INFORMATION SUPPLIED:
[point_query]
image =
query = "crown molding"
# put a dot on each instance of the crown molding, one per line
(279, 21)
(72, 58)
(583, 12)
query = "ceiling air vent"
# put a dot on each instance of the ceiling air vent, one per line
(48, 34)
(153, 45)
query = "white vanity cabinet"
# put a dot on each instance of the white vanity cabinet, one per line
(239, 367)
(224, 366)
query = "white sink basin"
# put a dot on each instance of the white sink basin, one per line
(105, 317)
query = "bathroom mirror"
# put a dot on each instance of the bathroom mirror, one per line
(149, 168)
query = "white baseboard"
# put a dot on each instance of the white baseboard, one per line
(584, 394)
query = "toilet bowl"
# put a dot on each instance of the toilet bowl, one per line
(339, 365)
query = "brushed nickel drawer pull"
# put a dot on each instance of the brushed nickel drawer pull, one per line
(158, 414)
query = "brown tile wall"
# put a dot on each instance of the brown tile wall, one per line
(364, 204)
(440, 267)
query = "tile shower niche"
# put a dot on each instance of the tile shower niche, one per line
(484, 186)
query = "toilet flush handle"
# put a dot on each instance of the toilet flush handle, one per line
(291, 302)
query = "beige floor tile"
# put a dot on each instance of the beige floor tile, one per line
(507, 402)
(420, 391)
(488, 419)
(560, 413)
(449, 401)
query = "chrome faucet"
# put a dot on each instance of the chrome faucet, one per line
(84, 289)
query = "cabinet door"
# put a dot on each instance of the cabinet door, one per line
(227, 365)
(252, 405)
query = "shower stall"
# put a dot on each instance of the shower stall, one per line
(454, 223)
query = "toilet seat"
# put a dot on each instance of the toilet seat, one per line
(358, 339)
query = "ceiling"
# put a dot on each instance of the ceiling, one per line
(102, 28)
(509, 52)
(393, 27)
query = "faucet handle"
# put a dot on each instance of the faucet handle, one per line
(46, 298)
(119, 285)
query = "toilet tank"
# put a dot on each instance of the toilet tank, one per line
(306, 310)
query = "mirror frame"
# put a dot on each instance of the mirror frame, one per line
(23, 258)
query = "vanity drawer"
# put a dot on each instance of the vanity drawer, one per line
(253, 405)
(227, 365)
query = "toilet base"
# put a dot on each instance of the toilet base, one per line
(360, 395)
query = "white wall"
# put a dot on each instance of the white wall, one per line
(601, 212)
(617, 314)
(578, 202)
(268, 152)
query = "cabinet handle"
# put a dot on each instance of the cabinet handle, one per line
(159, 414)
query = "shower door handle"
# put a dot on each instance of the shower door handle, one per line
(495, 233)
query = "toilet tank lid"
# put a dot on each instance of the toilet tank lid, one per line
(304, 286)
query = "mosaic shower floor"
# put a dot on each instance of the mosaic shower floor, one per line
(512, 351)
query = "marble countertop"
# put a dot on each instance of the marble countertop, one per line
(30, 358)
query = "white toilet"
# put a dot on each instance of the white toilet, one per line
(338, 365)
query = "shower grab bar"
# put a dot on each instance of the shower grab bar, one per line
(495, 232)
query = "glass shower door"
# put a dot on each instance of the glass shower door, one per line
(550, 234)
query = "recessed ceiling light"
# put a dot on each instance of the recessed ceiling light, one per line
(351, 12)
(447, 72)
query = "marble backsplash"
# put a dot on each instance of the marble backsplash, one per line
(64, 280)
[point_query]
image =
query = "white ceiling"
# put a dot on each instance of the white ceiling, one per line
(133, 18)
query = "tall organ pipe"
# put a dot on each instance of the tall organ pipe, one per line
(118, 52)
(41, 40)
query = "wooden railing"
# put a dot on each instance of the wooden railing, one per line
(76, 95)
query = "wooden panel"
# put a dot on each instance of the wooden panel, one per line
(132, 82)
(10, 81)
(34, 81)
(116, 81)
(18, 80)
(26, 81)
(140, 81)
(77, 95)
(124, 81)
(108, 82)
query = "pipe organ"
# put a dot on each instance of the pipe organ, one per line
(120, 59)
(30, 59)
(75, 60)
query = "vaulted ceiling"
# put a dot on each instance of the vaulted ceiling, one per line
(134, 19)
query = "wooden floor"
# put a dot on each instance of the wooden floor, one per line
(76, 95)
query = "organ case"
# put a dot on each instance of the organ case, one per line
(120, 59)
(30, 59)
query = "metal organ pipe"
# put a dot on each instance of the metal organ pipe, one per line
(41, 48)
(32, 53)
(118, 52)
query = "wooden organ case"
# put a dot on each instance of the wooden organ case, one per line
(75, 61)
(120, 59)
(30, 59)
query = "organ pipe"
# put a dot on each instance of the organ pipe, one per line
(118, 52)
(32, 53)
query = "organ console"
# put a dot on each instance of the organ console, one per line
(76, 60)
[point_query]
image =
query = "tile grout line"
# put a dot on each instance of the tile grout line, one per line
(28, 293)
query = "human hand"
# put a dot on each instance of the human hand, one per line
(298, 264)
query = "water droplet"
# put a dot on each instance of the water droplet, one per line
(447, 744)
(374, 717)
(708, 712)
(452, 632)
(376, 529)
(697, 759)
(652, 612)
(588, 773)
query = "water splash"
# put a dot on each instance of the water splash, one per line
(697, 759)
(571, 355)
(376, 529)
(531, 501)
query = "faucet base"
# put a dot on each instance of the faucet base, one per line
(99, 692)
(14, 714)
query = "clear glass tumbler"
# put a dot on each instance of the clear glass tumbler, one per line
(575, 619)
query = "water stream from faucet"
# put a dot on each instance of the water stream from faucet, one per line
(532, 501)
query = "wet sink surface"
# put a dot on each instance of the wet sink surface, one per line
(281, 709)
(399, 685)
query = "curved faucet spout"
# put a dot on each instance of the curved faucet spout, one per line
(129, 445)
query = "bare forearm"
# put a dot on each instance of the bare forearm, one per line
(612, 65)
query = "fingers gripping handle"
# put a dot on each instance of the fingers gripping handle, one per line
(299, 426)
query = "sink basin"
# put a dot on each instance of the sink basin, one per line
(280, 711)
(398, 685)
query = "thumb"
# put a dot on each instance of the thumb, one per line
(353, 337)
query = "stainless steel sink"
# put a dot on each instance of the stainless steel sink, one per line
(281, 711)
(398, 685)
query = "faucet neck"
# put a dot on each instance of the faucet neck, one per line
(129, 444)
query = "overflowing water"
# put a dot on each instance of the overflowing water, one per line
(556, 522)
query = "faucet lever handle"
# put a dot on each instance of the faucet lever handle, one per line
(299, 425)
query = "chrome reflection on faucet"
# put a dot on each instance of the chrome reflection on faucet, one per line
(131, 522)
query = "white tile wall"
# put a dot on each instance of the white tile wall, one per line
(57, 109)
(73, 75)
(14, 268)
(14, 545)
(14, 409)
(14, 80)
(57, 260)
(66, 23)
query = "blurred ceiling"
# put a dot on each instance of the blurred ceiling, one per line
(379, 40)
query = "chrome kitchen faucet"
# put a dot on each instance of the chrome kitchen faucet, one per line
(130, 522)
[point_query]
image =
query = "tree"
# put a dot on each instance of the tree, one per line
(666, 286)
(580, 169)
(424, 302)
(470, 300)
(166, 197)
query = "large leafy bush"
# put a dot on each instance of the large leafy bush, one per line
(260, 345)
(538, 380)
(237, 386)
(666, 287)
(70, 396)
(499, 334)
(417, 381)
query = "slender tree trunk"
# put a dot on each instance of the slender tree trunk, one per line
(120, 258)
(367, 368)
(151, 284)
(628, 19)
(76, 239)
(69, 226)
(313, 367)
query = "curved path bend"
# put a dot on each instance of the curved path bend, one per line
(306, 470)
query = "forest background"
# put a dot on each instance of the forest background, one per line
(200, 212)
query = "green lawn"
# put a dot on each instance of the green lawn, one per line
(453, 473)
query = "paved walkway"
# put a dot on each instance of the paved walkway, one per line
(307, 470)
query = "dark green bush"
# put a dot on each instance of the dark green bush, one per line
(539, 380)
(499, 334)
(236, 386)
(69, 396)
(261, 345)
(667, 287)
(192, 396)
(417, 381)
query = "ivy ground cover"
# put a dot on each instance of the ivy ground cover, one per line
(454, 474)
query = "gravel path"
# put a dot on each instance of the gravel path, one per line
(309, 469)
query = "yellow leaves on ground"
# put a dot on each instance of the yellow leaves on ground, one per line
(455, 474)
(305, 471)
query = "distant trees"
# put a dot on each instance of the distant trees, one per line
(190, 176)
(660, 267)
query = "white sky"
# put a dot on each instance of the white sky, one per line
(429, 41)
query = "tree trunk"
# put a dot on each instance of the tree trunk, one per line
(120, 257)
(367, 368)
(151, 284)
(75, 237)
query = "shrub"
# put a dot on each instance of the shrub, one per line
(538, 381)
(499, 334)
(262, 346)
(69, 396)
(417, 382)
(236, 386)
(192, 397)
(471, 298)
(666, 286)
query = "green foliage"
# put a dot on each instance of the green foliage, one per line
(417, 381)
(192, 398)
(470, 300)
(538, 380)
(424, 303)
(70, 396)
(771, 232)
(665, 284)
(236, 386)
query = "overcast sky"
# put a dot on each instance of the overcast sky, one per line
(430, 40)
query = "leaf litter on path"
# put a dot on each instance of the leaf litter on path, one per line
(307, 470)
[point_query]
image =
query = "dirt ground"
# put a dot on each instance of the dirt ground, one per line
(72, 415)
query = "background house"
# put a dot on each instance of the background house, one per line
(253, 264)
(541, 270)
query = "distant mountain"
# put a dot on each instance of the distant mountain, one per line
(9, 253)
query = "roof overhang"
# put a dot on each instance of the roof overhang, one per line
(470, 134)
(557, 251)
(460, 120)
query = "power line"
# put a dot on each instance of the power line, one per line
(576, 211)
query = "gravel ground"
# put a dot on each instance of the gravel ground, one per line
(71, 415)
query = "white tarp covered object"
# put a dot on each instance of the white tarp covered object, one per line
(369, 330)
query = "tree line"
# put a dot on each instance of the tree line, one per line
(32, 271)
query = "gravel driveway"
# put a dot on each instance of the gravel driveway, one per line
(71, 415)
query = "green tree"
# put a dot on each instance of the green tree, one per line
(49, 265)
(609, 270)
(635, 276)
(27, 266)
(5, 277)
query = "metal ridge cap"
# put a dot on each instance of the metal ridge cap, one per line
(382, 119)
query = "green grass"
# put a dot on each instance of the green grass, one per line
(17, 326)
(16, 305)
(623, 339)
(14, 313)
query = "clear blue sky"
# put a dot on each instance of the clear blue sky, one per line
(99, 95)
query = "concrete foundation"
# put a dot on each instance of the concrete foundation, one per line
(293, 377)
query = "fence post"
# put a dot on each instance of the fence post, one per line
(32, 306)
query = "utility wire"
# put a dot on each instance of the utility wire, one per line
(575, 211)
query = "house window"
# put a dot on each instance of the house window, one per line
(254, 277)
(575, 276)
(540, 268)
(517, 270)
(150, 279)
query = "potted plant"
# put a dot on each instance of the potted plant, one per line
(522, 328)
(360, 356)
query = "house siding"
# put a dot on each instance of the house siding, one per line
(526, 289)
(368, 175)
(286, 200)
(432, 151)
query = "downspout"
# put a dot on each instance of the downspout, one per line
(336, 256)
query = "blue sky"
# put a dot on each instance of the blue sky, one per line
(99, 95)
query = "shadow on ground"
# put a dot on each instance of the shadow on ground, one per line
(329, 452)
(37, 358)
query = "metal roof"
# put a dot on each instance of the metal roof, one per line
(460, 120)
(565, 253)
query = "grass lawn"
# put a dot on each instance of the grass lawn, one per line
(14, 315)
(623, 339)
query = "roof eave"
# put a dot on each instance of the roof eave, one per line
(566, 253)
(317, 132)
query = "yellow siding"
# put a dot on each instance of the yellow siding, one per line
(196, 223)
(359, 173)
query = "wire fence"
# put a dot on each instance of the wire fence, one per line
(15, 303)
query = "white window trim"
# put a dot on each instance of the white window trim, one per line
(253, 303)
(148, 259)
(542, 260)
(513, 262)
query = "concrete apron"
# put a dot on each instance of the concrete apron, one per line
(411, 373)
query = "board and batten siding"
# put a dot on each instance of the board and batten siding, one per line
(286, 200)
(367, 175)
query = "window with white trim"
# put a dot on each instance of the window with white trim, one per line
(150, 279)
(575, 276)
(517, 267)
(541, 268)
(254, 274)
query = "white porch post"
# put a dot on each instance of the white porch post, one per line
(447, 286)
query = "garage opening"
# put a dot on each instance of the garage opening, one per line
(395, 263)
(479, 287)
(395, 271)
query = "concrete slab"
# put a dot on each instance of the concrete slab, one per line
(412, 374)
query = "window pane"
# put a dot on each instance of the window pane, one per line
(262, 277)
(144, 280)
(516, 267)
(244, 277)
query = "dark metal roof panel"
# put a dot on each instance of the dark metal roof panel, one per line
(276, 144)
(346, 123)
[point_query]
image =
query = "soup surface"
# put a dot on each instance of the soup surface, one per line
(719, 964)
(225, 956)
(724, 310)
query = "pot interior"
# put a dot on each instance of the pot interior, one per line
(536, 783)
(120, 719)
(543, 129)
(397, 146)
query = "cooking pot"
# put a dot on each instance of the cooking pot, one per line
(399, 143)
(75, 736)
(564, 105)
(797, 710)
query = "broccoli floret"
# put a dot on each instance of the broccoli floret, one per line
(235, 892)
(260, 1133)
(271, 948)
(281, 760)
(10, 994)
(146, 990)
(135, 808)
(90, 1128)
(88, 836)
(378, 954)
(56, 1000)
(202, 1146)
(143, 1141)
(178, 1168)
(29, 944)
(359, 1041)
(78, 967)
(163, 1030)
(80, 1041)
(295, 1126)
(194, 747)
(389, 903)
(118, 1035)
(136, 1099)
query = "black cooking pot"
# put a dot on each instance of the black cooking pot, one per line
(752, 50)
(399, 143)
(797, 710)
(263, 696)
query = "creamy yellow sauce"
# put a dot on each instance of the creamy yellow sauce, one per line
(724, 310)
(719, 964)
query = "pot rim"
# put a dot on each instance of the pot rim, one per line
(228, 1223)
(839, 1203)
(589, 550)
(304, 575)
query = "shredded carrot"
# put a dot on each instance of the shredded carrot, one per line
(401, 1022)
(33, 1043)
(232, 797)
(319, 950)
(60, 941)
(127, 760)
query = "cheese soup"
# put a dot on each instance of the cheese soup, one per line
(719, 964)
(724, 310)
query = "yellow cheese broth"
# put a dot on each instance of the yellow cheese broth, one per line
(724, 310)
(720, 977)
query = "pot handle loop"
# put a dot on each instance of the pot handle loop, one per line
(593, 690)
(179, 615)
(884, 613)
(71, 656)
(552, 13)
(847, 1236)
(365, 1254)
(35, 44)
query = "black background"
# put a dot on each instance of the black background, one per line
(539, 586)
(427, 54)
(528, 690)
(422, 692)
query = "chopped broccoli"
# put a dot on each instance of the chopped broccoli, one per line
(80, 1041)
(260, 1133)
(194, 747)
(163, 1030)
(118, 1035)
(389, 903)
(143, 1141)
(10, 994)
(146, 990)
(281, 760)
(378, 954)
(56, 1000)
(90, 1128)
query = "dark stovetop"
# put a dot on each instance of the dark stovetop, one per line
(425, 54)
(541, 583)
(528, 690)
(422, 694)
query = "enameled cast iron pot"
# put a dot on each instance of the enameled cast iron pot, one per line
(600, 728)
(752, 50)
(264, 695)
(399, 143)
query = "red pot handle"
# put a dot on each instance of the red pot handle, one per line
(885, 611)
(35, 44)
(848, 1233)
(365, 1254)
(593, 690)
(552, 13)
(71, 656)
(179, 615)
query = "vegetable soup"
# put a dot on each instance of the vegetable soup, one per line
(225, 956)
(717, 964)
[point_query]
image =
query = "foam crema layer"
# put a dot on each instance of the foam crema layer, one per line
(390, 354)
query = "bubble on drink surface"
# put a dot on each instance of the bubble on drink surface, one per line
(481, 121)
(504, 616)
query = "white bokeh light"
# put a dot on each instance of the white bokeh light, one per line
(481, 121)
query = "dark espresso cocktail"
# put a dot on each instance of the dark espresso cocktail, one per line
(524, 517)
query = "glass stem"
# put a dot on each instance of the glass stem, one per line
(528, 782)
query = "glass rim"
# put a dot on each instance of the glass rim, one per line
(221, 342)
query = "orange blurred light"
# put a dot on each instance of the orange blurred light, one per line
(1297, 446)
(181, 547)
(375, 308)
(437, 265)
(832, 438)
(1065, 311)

SHORT TASK:
Count the lines in the data above that contain the string "frame", where case matters. Reply with only the number.

ANSWER IN FULL:
2